• Page text:
---+---

I say this as something of a Classics buff who has accumulated various Japanophile friends (thankfully no apparent weeaboes, but at least one aspiring henna gaijin). Basically, ancient Rome’s philosophy for cultural superiority was to observe what works in other cultures, adopt it, and improve on it. Rome didn’t invent aqueducts and plumbing, they simply improved on the concept to a revolutionary degree. Similarly, the (relatively) primary inventions to come out of Japan in the 20th and (so far) in the 21st Centuries have been relatively few, and frankly, I can’t name a single one. On the other hand, like Rome, Japan’s method toward cultural superiority has been to take what works in other cultures, adopt it, and improve it; Japan has actually been doing this for centuries, it’s just until fairly recently in their history, their primary contact with gaijin, foreigners, has been with China, and then Korea (and of course, there was other foreign contact with Japan, but those two are the primary contact prior to Western contact). Japan has revolutionised many inventions that were once primarily made in the United $tates.

But Japan’s tendencies to revolutionise culture is not contained to household appliances and electronic gadgetry.

The fashion subcultures of Japan, most of which are indigenous to Japan and only exist in watered-down imitations in the Western cultures, are noteworthy for attracting adults as well as teens and uni students, and this seems to stem from the rigid expectations of day-to-day Japanese life that dressing up is an acceptable outlet. Then there’s the fact that when subcultures are imported to Japan, Japanese adherents will pick up on not only the outward and “superficial” aspects of that subculture, but a lot of the spoken and unspoken philosophies and subtleties for maximum immersion. This is where we learn something very important:

Japanese Mod scene music can be a very different animal from what the Anglosphere Mod scene expects.

As I’ve said before, there is something about the current state of the Mod scene that sort of… Just misses the point. When you look at the 1958-67 scene, you see a lot of colours, a lot of new and exciting music, and a lot of new and exciting ideas and ideals. The outfits described by Colin MacInnes on his unnamed narrator of Absolute Beginners were flashy for a man of nineteen, even by today’s standards. The Op-Art fashions pioneered by bands like The Who were sort of bizarre for their day. Mod boys were evening-out their complexions with pressed powder, donning eye-liner, and lacquering their hair in place nearly a decade before Glam rock emerged as an offspring of Mod. Today, you don’t see much of that: You see a lot of second-hand clobber, a lot of browns, greys, and blues, and a lot of people who seem to pride themselves on conformity more than innovation.

Of course, that’s not to say that everybody in the early 1960s was a fashion innovator; there was no shortage of copycats (as per my research) and no shortage of people who’d bend over backwards just to prove that they just weren’t the Ace Faces who stood out amongst the rest as something to strive for.

There’s something about the Japanese genre of shibuya-kei and the artists that perform it that clearly gets it without merely reviving genres of the past due to misplaced nostalgia. Songs are clearly possessing of a high influence from the 1960s, primarily French ye-ye and modern jazz, but also clear influences in soul, rhythm & blues, and even on occasion ska that makes it unmistakably clear that this is a genre best-suited for the Mod scene, if any.

---+---

• Collected material:
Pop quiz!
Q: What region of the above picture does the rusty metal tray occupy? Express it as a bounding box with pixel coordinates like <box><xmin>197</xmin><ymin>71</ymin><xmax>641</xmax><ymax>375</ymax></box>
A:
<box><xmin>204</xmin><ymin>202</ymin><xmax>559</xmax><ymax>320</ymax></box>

---+---

• Task requirements:
A. Answer these from the text on Japan and the Mod scene:
(i) Which two countries does it name as Japan's primary foreign contacts before Western contact?
(ii) What span of years does it give for the earlier Mod scene?
(iii) Which two 1960s styles does it call the primary influences on shibuya-kei?
B. Output the passage from the text on Japan and the Mod scene, starting at "As I’ve said" and ending at "more than innovation.".
The data have no connection to the text on Japan and the Mod scene.

• Problem solutions:
A.
(i) China and Korea
(ii) 1958-67
(iii) French ye-ye and modern jazz

B.
As I’ve said before, there is something about the current state of the Mod scene that sort of… Just misses the point. When you look at the 1958-67 scene, you see a lot of colours, a lot of new and exciting music, and a lot of new and exciting ideas and ideals. The outfits described by Colin MacInnes on his unnamed narrator of Absolute Beginners were flashy for a man of nineteen, even by today’s standards. The Op-Art fashions pioneered by bands like The Who were sort of bizarre for their day. Mod boys were evening-out their complexions with pressed powder, donning eye-liner, and lacquering their hair in place nearly a decade before Glam rock emerged as an offspring of Mod. Today, you don’t see much of that: You see a lot of second-hand clobber, a lot of browns, greys, and blues, and a lot of people who seem to pride themselves on conformity more than innovation.